Present every line of the records below as a numbered list, skipping blank lines and leaving out the pictures.

> **Supplied data**
---

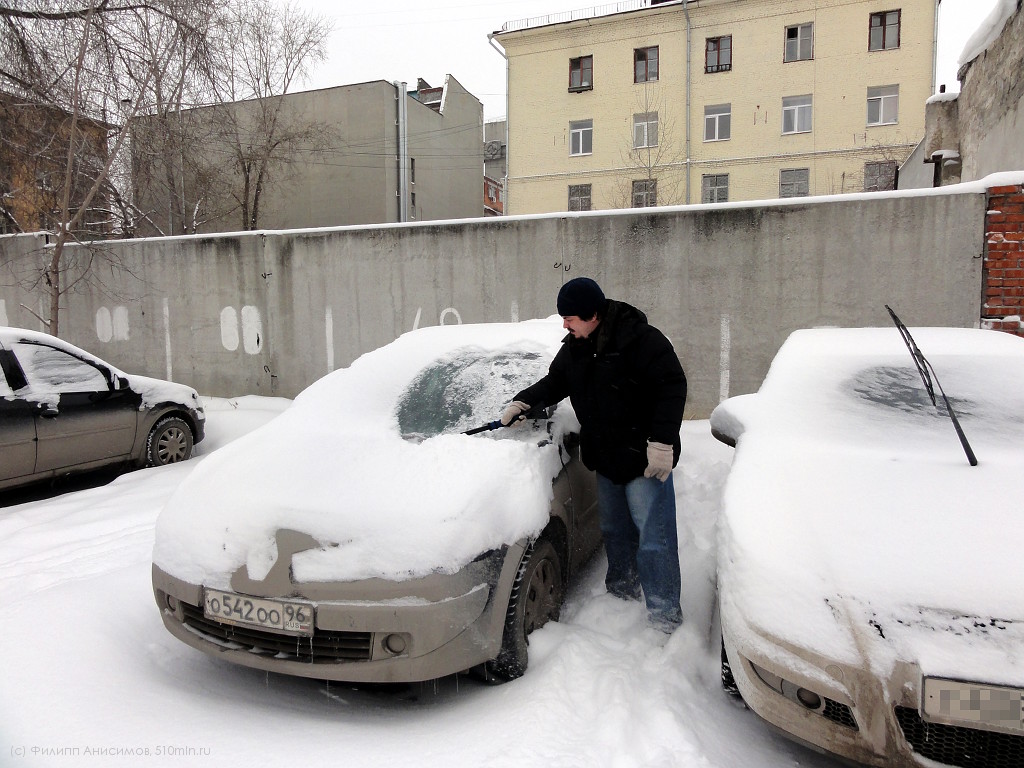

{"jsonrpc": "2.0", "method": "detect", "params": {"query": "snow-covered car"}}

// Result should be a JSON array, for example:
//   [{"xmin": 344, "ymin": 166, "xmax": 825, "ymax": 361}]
[
  {"xmin": 711, "ymin": 328, "xmax": 1024, "ymax": 768},
  {"xmin": 153, "ymin": 318, "xmax": 600, "ymax": 682},
  {"xmin": 0, "ymin": 327, "xmax": 206, "ymax": 488}
]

---

> **Solved problem**
1. {"jsonrpc": "2.0", "method": "detect", "params": {"query": "snow-covered car"}}
2. // Result should be a JSON array, for example:
3. //   [{"xmin": 344, "ymin": 166, "xmax": 825, "ymax": 361}]
4. [
5.   {"xmin": 711, "ymin": 328, "xmax": 1024, "ymax": 768},
6.   {"xmin": 153, "ymin": 318, "xmax": 600, "ymax": 682},
7.   {"xmin": 0, "ymin": 327, "xmax": 206, "ymax": 488}
8. ]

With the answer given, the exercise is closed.